(RECORDS FOR THE TASK)
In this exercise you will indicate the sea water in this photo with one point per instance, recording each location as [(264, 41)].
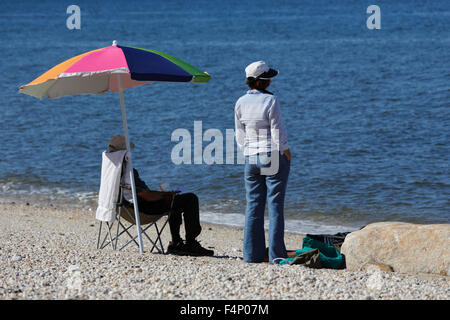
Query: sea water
[(367, 111)]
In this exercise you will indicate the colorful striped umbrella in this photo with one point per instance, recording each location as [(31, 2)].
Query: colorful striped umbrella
[(96, 72), (114, 68)]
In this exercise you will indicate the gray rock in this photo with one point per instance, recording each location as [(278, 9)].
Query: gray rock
[(402, 247)]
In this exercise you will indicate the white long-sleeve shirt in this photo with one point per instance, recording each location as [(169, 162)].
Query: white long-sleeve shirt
[(258, 124)]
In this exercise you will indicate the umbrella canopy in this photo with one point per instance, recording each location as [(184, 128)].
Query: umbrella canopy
[(114, 68), (96, 72)]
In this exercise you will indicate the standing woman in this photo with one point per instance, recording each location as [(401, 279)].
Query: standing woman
[(261, 133)]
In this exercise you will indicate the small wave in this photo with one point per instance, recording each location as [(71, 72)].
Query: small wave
[(291, 225)]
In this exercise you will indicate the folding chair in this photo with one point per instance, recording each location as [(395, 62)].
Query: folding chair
[(125, 220)]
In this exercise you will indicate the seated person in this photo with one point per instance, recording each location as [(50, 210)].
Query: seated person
[(158, 202)]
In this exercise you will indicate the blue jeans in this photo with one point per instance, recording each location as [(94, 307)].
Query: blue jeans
[(260, 188)]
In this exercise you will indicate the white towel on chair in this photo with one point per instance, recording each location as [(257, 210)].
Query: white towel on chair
[(109, 185)]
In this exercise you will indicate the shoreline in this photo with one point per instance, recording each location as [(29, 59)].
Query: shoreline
[(50, 253)]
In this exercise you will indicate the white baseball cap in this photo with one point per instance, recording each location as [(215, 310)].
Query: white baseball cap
[(260, 70)]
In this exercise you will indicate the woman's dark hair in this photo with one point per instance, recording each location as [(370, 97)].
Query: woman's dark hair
[(258, 84)]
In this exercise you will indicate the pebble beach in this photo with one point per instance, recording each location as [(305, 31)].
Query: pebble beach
[(50, 253)]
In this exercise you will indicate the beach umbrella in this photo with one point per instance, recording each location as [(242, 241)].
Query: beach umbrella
[(114, 68)]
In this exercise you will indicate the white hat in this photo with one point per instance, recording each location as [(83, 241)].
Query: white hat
[(260, 70), (117, 143)]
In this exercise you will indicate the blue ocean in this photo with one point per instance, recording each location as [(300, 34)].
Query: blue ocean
[(367, 111)]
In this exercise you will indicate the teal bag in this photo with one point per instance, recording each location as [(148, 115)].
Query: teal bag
[(330, 257)]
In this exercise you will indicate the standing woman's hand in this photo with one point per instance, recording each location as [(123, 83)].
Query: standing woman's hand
[(287, 153)]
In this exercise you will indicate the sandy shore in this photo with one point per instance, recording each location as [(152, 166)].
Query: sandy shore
[(50, 253)]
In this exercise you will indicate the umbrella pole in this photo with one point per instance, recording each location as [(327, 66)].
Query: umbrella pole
(End RECORDS FOR THE TASK)
WHAT YOU NEED TO DO: Give the number of lines above that contain "pole", and nothing more.

RESPONSE AREA: 2